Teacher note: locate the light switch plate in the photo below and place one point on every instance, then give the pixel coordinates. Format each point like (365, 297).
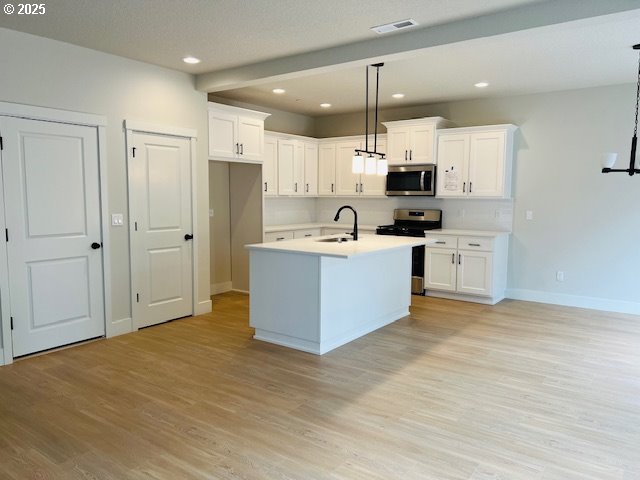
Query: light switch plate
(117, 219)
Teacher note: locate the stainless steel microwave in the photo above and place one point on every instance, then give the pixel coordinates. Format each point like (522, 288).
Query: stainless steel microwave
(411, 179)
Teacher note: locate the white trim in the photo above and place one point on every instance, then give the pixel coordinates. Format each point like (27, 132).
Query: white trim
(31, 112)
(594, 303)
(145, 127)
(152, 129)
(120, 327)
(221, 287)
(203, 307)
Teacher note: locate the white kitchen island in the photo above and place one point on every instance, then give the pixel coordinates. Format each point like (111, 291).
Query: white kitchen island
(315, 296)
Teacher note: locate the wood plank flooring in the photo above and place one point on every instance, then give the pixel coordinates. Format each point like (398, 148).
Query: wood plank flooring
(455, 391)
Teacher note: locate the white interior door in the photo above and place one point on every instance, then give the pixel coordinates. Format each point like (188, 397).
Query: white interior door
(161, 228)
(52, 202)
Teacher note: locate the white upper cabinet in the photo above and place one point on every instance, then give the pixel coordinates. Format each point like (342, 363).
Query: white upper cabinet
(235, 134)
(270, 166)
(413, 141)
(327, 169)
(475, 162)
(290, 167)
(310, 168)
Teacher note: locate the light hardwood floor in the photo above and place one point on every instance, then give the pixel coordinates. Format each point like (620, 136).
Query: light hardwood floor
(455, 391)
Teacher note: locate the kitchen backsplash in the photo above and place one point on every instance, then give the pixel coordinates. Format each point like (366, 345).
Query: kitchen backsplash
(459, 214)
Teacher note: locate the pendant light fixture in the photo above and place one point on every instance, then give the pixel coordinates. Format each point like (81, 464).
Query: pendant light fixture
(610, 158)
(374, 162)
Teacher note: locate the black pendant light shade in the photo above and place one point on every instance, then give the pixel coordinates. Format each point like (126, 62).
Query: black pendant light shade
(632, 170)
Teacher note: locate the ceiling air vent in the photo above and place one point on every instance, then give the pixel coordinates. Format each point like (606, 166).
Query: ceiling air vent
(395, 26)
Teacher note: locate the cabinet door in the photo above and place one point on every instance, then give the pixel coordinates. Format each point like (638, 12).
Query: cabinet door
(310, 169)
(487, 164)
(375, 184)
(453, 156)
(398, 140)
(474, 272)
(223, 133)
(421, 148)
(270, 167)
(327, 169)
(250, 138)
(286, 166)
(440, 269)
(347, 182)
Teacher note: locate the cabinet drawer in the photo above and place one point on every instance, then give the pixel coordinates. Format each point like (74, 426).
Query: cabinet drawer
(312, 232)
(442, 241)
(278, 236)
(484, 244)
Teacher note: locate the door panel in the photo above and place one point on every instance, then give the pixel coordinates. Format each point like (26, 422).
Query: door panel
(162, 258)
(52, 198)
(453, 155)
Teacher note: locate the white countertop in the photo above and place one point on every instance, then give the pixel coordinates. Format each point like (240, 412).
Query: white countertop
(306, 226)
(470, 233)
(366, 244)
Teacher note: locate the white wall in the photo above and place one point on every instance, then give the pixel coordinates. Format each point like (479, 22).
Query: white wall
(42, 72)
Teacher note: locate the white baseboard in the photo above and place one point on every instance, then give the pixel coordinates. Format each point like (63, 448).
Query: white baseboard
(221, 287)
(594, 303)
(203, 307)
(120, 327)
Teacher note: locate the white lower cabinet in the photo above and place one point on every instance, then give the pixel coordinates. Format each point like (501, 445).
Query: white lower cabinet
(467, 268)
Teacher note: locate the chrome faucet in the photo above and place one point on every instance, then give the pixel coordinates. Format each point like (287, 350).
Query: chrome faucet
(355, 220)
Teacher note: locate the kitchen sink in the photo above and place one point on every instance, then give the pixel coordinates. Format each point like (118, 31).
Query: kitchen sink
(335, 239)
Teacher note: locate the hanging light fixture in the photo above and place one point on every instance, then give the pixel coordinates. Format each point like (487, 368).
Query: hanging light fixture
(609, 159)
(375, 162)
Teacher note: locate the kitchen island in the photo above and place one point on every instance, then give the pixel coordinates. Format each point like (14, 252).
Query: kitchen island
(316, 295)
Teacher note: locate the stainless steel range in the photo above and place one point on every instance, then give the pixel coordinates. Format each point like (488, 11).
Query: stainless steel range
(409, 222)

Task
Rewrite the rows above, starting at the line that contains "Teacher note: locate the door" and continuing through the last row. Keep every line, requests included, and shift each number in the answer coordinates by -91, leaving the numbers in the requests and their format samples as they are.

Exercise result
Teacher note: locate the door panel in the photo above and place one point on every instance, then give the pixel coordinates. Format each point like (26, 422).
Query: door panel
(71, 167)
(-39, 107)
(362, 64)
Teacher note: locate the white countertop in the photo above and place one point on every instance, then give the pixel coordinates. Format each point like (240, 412).
Query: white countertop
(215, 135)
(379, 142)
(275, 153)
Teacher note: locate the white wall in the photo above and place one point on every instance, then give the pixel coordinates. Format each point like (479, 22).
Query: white wall
(-49, -19)
Teacher note: locate the white baseboard in the photo above and place one point on every instance, then give the pixel coordinates. Format each point like (63, 448).
Query: white baseboard
(130, 196)
(503, 212)
(112, 216)
(29, 236)
Teacher note: locate the white lower cabinet in the photo above and place one point on every instance, then give the pixel coordinates. Format each point like (501, 445).
Query: white lower cabinet
(376, 177)
Teacher note: locate the chrome faucet in the photo above and place one point on every instance, then give the pixel coordinates. Format each point like (287, 350).
Query: chrome faucet
(264, 129)
Teacher note: locate the kitchen sink in the photo above and place one point on every instance, then give the pixel coordinates. Format each point like (118, 31).
Query: kitchen sink
(244, 148)
Teacher note: locate the hanging light fixture in the photo above and place one point on every instance, then give the pixel coordinates. Format each point like (487, 368).
Query: hanging light fixture
(518, 68)
(284, 71)
Teacher note: locate the kitchen island in the photo above and place one point on every instance, then give the pixel coordinates. Format each point like (14, 252).
Query: kitchen island
(225, 204)
Teacher note: locate the stainless steel range in the photo above and place one point on every instance, then give the pixel coordinates. Format each point like (488, 11).
Query: stainless steel range
(318, 131)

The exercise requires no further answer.